| Quoted passage |
= = =
The Temporary Framework enables Member States to combine all support measures with each other, except for loans and guarantees for the same loan and exceeding the thresholds foreseen by the Temporary Framework. It also enables Member States to combine all support measures granted under the Temporary Framework with existing possibilities to grant de minimis to a company of up to €25,000 over three fiscal years for companies active in the primary agricultural sector, €30,000 over three fiscal years for companies active in the fishery and aquaculture sector and €200,000 over three fiscal years for companies active in all other sectors. At the same time, Member States have to commit to avoid undue cumulation of support measures for the same companies to limit support to meet their actual needs.
= = =
| The data |
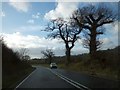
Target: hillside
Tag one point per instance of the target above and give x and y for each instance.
(13, 69)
= = =
| Work required |
Continue the passage on combining support measures under the Temporary Framework from its final sentence.

| Result below |
Furthermore, the Temporary Framework complements the many other possibilities already available to Member States to mitigate the socio-economic impact of the coronavirus outbreak, in line with EU State aid rules. On 13 March 2020, the Commission adopted a Communication on a Coordinated economic response to the COVID-19 outbreak setting out these possibilities. For example, Member States can make generally applicable changes in favour of businesses (e.g. deferring taxes, or subsidising short-time work across all sectors), which fall outside State Aid rules. They can also grant compensation to companies for damage suffered due to and directly caused by the coronavirus outbreak.
The Temporary Framework will be in place until the end of December 2020. With a view to ensuring legal certainty, the Commission will assess before that date if it needs to be extended.